Reproduce the records below exactly as they appear.

> **RECORD EXCERPTS**

- - -

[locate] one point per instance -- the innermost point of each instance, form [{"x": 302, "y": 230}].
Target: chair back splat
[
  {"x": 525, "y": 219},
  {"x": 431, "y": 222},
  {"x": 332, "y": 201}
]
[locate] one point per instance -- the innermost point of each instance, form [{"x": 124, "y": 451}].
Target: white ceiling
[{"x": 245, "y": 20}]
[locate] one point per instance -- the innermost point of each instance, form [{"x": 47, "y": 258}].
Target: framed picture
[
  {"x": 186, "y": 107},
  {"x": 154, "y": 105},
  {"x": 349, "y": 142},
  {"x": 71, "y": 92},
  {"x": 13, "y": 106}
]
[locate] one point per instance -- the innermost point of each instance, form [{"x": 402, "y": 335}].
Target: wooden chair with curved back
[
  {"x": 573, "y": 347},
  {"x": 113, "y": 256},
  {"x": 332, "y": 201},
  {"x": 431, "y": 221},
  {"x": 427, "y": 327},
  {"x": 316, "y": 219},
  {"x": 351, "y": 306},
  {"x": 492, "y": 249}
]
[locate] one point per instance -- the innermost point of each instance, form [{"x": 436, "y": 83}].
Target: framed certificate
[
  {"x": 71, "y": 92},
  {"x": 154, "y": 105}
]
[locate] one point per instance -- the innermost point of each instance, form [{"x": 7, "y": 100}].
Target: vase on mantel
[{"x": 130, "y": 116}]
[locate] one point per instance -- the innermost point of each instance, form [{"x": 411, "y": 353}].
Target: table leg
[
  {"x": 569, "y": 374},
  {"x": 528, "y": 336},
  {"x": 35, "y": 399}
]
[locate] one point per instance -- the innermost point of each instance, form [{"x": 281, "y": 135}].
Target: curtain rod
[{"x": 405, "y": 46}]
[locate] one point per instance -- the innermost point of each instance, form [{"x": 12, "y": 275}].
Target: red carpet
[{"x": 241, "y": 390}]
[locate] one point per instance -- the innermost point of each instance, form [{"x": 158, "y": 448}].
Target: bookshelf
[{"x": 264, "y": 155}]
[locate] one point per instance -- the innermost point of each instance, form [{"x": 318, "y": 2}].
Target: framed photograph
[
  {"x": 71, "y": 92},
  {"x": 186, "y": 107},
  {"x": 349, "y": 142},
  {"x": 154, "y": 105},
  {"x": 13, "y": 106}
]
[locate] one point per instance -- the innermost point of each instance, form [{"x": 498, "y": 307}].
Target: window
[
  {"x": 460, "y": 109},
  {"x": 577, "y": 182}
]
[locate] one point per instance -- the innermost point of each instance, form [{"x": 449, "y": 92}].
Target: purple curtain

- - -

> **WORKED ANSWER**
[locate] one point per instance -- the innermost point of each instance, form [{"x": 302, "y": 230}].
Target: chair back splat
[
  {"x": 525, "y": 219},
  {"x": 431, "y": 222},
  {"x": 332, "y": 201}
]
[locate] one point per instance -- the innermost point of each instance, form [{"x": 124, "y": 451}].
Target: white ceiling
[{"x": 245, "y": 20}]
[locate] one point per instance -- the innermost point of each instance, form [{"x": 47, "y": 258}].
Target: framed picture
[
  {"x": 186, "y": 107},
  {"x": 154, "y": 105},
  {"x": 349, "y": 142},
  {"x": 71, "y": 92},
  {"x": 13, "y": 106}
]
[locate] one point per instance -- the innermost point of each instance, form [{"x": 402, "y": 335}].
Target: wooden chair with curved back
[
  {"x": 573, "y": 347},
  {"x": 113, "y": 256},
  {"x": 332, "y": 201},
  {"x": 431, "y": 221},
  {"x": 427, "y": 327},
  {"x": 316, "y": 219},
  {"x": 351, "y": 306},
  {"x": 492, "y": 249}
]
[locate] one point per instance -- the innermost point of each instance, form [{"x": 436, "y": 83}].
Target: framed certificate
[
  {"x": 71, "y": 92},
  {"x": 154, "y": 105}
]
[locate] one point per instance -- the innermost point of each instance, form [{"x": 7, "y": 100}].
Target: vase on mantel
[{"x": 130, "y": 116}]
[locate] one point per instance -- the innermost point of each instance, form [{"x": 411, "y": 353}].
Target: table leg
[
  {"x": 569, "y": 374},
  {"x": 528, "y": 336},
  {"x": 35, "y": 399}
]
[locate] one point per instance -- the innermost point of each instance, form [{"x": 281, "y": 135}].
Target: curtain rod
[{"x": 405, "y": 46}]
[locate] one point per instance -- the innermost point of each instance, form [{"x": 12, "y": 275}].
Target: red carpet
[{"x": 241, "y": 390}]
[locate] one point per instance -- the innermost point of each instance, form [{"x": 158, "y": 448}].
Target: bookshelf
[{"x": 264, "y": 155}]
[locate] one point per instance -- the innermost point of each instance, form [{"x": 318, "y": 2}].
Target: framed photograph
[
  {"x": 71, "y": 92},
  {"x": 186, "y": 107},
  {"x": 349, "y": 142},
  {"x": 154, "y": 105},
  {"x": 13, "y": 106}
]
[locate] one point per instance -- the innermost point of each instance, form [{"x": 498, "y": 307}].
Target: window
[
  {"x": 460, "y": 109},
  {"x": 577, "y": 182}
]
[locate] one point per instance -- the innermost point of each instance, form [{"x": 449, "y": 92}].
Target: purple curtain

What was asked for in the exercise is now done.